◆ Exercise prompt
All that is asked is a faithful reproduction of the entries.

◆ Listed records
┄┄┄┄┄┄

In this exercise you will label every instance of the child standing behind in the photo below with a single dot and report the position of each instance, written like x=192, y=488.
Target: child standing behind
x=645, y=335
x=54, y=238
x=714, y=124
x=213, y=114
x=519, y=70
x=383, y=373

┄┄┄┄┄┄

◆ Written response
In this exercise you will label every instance of the child standing behind in the photo below with a single dot and report the position of each instance, written like x=192, y=488.
Target: child standing behind
x=645, y=335
x=54, y=238
x=714, y=124
x=213, y=114
x=519, y=70
x=383, y=373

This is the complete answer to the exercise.